[What you should do]: A complete and exact copy of the entries below is the expected result.

[Records for this exercise]:
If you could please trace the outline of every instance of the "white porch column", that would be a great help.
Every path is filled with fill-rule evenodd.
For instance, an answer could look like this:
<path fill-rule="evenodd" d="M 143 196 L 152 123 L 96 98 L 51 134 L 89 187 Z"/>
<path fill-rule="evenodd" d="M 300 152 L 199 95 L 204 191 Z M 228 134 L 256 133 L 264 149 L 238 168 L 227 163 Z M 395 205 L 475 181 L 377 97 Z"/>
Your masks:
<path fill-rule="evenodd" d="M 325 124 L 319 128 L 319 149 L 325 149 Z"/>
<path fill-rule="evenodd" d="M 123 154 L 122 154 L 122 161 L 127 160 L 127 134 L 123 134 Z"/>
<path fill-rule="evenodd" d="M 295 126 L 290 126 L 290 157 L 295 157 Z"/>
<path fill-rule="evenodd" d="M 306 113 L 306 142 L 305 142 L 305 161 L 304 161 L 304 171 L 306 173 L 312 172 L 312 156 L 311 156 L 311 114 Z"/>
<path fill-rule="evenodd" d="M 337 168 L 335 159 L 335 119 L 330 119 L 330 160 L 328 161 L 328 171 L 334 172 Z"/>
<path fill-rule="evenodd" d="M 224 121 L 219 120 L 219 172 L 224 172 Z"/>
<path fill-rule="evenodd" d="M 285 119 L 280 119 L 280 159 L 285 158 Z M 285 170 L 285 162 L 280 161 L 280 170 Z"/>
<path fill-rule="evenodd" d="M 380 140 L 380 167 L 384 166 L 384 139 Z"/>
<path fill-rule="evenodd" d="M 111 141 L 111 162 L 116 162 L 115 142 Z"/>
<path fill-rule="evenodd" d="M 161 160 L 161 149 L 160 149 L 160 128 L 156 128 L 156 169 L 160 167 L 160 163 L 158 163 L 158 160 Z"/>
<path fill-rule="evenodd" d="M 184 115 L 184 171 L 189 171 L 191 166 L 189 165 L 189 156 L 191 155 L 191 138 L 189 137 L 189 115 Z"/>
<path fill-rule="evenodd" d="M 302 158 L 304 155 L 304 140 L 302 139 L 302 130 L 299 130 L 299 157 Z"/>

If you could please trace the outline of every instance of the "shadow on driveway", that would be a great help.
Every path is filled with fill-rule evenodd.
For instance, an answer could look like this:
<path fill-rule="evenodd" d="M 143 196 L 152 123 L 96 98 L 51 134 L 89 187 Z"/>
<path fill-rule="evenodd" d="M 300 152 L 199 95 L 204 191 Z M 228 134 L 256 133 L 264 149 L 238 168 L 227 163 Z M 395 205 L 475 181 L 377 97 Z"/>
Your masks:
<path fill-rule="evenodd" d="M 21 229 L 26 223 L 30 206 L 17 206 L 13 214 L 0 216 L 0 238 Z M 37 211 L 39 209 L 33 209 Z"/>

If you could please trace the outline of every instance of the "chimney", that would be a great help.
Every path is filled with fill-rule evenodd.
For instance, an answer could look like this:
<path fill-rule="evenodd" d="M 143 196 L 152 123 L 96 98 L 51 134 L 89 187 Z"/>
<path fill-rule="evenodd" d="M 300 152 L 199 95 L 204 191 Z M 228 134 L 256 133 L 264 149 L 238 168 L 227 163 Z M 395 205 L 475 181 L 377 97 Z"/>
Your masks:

[Expected output]:
If you could please trace the outline of every instance of the "white porch column", that would be a great help.
Every path is filled with fill-rule evenodd.
For instance, an answer could look like this:
<path fill-rule="evenodd" d="M 143 196 L 152 123 L 96 98 L 51 134 L 89 187 Z"/>
<path fill-rule="evenodd" d="M 300 152 L 199 95 L 204 191 Z M 228 134 L 256 133 L 264 149 L 238 168 L 227 163 Z M 395 205 L 475 181 L 377 97 Z"/>
Your masks:
<path fill-rule="evenodd" d="M 325 124 L 319 128 L 319 149 L 325 149 Z"/>
<path fill-rule="evenodd" d="M 123 154 L 122 154 L 122 161 L 127 160 L 127 134 L 123 134 Z"/>
<path fill-rule="evenodd" d="M 295 126 L 290 126 L 290 157 L 295 157 Z"/>
<path fill-rule="evenodd" d="M 306 113 L 306 142 L 305 142 L 305 161 L 304 161 L 304 171 L 306 173 L 312 172 L 312 156 L 311 156 L 311 114 Z"/>
<path fill-rule="evenodd" d="M 337 168 L 335 159 L 335 119 L 330 119 L 330 160 L 328 161 L 328 171 L 334 172 Z"/>
<path fill-rule="evenodd" d="M 224 121 L 219 120 L 219 172 L 224 172 Z"/>
<path fill-rule="evenodd" d="M 285 119 L 280 119 L 280 159 L 285 158 Z M 285 170 L 285 162 L 280 161 L 280 170 Z"/>
<path fill-rule="evenodd" d="M 380 140 L 380 167 L 384 166 L 384 139 Z"/>
<path fill-rule="evenodd" d="M 111 141 L 111 162 L 116 162 L 115 142 Z"/>
<path fill-rule="evenodd" d="M 161 160 L 161 149 L 160 149 L 160 128 L 156 128 L 156 169 L 160 167 L 160 163 L 158 163 L 158 160 Z"/>
<path fill-rule="evenodd" d="M 184 115 L 184 171 L 189 171 L 191 166 L 189 165 L 189 156 L 191 155 L 191 138 L 189 137 L 189 115 Z"/>
<path fill-rule="evenodd" d="M 302 158 L 304 155 L 304 140 L 302 139 L 302 130 L 299 130 L 299 157 Z"/>

If you could please trace the outline of every instance of the "shadow on driveway", that would be a great help.
Every path is filled with fill-rule evenodd.
For instance, an answer could look like this:
<path fill-rule="evenodd" d="M 143 196 L 152 123 L 96 98 L 51 134 L 89 187 Z"/>
<path fill-rule="evenodd" d="M 300 152 L 199 95 L 204 191 Z M 228 134 L 256 133 L 264 149 L 238 168 L 227 163 Z M 395 205 L 475 181 L 377 97 Z"/>
Your masks:
<path fill-rule="evenodd" d="M 21 229 L 26 223 L 30 206 L 17 206 L 13 214 L 0 216 L 0 238 Z M 37 211 L 39 209 L 33 209 Z"/>

If you could please trace the outline of every instance of the "chimney", that would be a great help.
Every path is filled with fill-rule evenodd.
For instance, an answer could look like this:
<path fill-rule="evenodd" d="M 143 196 L 152 123 L 96 98 L 51 134 L 89 187 Z"/>
<path fill-rule="evenodd" d="M 300 152 L 199 95 L 204 191 Z M 228 134 L 256 133 L 264 149 L 238 168 L 227 163 Z M 395 205 L 475 181 L 377 97 Z"/>
Your masks:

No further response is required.